* WHAT TO DO:
In the passage about AI Projects below, list the three things the comparison to a dedicated file room for a specific client says are true.

* TEXT UNDER STUDY:

┌────────

Or maybe you’re trying to draft your Board presentation and think “surely there’s a way to make this easier with AI” but don’t quite know how.

I've been there. The thing that fixed it was Projects. Once I learnt how to use Projects properly my experience using AI completely changed. I have less “AI fatigue” and friction using AI now.

Think of it like building a dedicated file room for a specific client - everything you need is already there, the AI knows the context, and you never start from scratch. Projects are just dedicated workspaces where you can compile your reports, Excel/CSV files, JSON, whatever and draft custom Instructions on how you want the AI to respond to use in this space. If you’ve used ChatGPT or Claude you’ll have seen them on the left pane of both applications:

Instead of multiple scattered one-off chats and prompting the same thing over and over again you build a context library where only the information within the Project is used, so you get more relevant answers and fewer hallucinations compared to not using them. Each Project also builds memory so every chat can be referenced by subsequent chats in the space.

└────────

* SUPPLIED RECORDS:
┌────────

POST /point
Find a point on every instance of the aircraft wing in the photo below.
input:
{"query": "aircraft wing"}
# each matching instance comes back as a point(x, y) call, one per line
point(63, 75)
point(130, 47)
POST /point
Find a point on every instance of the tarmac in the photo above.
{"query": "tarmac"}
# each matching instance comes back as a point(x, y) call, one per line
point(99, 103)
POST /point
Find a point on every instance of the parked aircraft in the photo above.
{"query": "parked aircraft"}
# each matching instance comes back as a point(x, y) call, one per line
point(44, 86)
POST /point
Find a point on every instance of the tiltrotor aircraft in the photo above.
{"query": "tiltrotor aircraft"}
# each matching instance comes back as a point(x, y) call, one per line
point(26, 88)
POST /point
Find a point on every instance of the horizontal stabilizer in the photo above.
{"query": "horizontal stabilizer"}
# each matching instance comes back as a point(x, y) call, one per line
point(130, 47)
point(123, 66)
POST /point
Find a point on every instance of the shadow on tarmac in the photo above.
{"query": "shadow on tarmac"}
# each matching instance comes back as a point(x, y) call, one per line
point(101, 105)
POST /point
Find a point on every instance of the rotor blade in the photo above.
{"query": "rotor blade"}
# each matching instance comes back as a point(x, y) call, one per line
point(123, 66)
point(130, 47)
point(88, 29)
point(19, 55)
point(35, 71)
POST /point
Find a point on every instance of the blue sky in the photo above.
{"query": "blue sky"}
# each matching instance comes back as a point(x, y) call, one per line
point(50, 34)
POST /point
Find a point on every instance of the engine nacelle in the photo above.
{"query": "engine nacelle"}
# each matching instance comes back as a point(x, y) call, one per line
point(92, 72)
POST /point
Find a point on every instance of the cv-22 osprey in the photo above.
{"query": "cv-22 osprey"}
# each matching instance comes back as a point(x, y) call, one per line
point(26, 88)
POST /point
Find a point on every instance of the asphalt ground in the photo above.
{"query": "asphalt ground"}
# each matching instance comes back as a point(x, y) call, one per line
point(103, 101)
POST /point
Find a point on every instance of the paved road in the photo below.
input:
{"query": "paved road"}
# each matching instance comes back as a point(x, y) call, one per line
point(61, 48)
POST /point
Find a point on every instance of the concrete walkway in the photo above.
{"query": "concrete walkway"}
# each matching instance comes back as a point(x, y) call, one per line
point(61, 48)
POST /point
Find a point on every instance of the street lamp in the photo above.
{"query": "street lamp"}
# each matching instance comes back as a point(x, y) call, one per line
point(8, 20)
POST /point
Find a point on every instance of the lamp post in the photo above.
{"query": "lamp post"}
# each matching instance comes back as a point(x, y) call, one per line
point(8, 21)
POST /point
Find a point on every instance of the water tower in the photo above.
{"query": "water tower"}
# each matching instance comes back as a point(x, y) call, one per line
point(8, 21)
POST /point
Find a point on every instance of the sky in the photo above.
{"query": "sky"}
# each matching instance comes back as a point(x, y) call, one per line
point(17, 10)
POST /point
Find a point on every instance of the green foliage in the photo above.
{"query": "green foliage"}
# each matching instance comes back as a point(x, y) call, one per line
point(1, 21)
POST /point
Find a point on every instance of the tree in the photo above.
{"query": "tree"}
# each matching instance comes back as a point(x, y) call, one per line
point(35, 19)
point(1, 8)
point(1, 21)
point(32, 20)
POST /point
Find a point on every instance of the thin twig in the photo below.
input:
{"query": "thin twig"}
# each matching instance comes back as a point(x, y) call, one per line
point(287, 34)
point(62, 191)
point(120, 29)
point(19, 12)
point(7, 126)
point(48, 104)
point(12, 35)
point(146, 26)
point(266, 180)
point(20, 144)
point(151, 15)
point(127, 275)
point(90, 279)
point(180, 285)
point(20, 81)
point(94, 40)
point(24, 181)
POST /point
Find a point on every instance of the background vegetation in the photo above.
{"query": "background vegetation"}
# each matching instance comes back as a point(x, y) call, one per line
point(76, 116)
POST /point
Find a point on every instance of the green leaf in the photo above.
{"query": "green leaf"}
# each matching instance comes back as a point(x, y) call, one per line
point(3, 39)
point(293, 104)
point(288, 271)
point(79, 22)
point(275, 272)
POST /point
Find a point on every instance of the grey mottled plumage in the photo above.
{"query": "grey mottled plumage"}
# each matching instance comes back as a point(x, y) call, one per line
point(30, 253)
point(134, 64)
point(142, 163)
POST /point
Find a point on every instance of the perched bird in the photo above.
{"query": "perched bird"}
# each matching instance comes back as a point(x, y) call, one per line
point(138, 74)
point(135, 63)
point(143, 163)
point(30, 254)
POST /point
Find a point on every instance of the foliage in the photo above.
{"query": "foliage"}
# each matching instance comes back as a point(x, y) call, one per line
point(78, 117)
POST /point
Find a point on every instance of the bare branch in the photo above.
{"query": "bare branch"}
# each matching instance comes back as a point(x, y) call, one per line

└────────

* RESULT FOR THIS EXERCISE:
- Everything you need is already there.
- The AI knows the context.
- You never start from scratch.